◆ TAREFA 1
Transcreva do relato sobre a prisão de Tito o trecho que começa nas palavras "Em fevereiro do" e termina depois de "gritam os algozes.".
◆ TAREFA 2
Responda, com base no relato sobre a prisão de Tito:
(a) Em que mês, ano e cidade Tito foi preso?
(b) De que presídio ele foi retirado em fevereiro do ano seguinte?
(c) Durante quantos dias foi torturado na Operação Bandeirantes?
◆ TAREFA 3
Escreva a continuação do relato sobre a prisão de Tito a partir da última frase apresentada.

◆ TRECHO DO TEXTO
◇ ◇ ◇

Preso em novembro de 1969, em São Paulo, acusado de oferecer infra-estrutura a Carlos Marighella, Tito é submetido à palmatória e choques elétricos, no DEOPS, em companhia de seus confrades.
Em fevereiro do ano seguinte, quando já se encontra em mãos da Justiça Militar, é retirado do Presídio Tiradentes e levado para a Operação Bandeirantes, mais tarde conhecida como DOI-CODI, na rua Tutóia. Durante três dias, batem sua cabeça na parede, queimam sua pele com brasa de cigarros e dão-lhe choques por todo o corpo, em especial na boca, "para receber a hóstia", gritam os algozes.

◇ ◇ ◇

◆ MATERIAL FORNECIDO
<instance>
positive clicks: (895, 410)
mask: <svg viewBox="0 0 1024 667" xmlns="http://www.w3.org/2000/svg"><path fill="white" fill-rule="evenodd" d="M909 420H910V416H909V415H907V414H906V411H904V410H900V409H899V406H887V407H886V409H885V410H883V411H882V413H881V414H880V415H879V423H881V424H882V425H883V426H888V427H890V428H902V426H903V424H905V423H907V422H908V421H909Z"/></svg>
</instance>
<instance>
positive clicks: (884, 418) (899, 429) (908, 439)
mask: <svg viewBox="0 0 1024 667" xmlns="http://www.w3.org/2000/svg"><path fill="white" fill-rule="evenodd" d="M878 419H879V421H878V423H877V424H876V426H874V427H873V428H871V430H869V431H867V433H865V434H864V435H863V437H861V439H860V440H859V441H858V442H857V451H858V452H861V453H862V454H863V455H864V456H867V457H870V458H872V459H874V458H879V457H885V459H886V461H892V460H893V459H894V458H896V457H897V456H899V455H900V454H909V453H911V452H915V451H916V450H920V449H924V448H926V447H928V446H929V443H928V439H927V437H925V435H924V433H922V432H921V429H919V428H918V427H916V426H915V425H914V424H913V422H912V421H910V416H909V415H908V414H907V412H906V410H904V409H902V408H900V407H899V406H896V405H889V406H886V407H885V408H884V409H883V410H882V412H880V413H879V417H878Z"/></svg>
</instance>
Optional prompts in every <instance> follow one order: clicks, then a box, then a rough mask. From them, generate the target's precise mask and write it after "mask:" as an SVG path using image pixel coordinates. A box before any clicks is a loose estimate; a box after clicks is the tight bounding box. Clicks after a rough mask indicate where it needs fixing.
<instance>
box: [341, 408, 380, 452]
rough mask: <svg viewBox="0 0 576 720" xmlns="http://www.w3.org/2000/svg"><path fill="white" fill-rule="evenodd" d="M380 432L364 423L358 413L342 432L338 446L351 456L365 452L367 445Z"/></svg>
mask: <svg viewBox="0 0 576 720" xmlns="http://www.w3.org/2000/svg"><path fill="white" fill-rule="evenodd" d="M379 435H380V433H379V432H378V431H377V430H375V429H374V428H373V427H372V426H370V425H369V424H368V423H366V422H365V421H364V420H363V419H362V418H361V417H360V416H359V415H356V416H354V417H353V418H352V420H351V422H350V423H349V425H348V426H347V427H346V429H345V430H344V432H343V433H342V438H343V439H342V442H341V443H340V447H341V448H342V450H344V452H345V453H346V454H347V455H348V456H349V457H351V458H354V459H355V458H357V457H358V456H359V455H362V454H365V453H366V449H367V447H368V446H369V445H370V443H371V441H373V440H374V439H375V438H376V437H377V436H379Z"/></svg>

◇ ◇ ◇

◆ RESPOSTA 1
Em fevereiro do ano seguinte, quando já se encontra em mãos da Justiça Militar, é retirado do Presídio Tiradentes e levado para a Operação Bandeirantes, mais tarde conhecida como DOI-CODI, na rua Tutóia. Durante três dias, batem sua cabeça na parede, queimam sua pele com brasa de cigarros e dão-lhe choques por todo o corpo, em especial na boca, "para receber a hóstia", gritam os algozes.

◆ RESPOSTA 2
(a) Em novembro de 1969, em São Paulo.
(b) Do Presídio Tiradentes.
(c) Durante três dias.

◆ RESPOSTA 3
Querem que Tito denuncie quem o ajudou a conseguir o sítio de Ibiúna para o congresso da UNE, em 1968, e assine depoimento atestando que dominicanos participaram de assaltos a bancos. No limite de sua resistência, Tito corta, com a gilete que lhe emprestam para fazer a barba, a artéria interna do cotovelo esquerdo. É socorrido a tempo no hospital militar, no Cambuci.
As incessantes torturas não abrem a boca do frade dominicano de 28 anos, mas lhe cindem a alma. Cumpre-se a profecia do capitão Albernaz, da Oban: Se não falar, será quebrado por dentro, pois sabemos fazer as coisas sem deixar marcas visíveis. Se sobreviver, jamais esquecerá o preço de seu silêncio.Em dezembro de 1970, incluído na lista de presos políticos trocados pelo embaixador suíço Giovanni Bucher, seqüestrado pela VPR de Lamarca, Tito é banido do Brasil pelo governo Médici.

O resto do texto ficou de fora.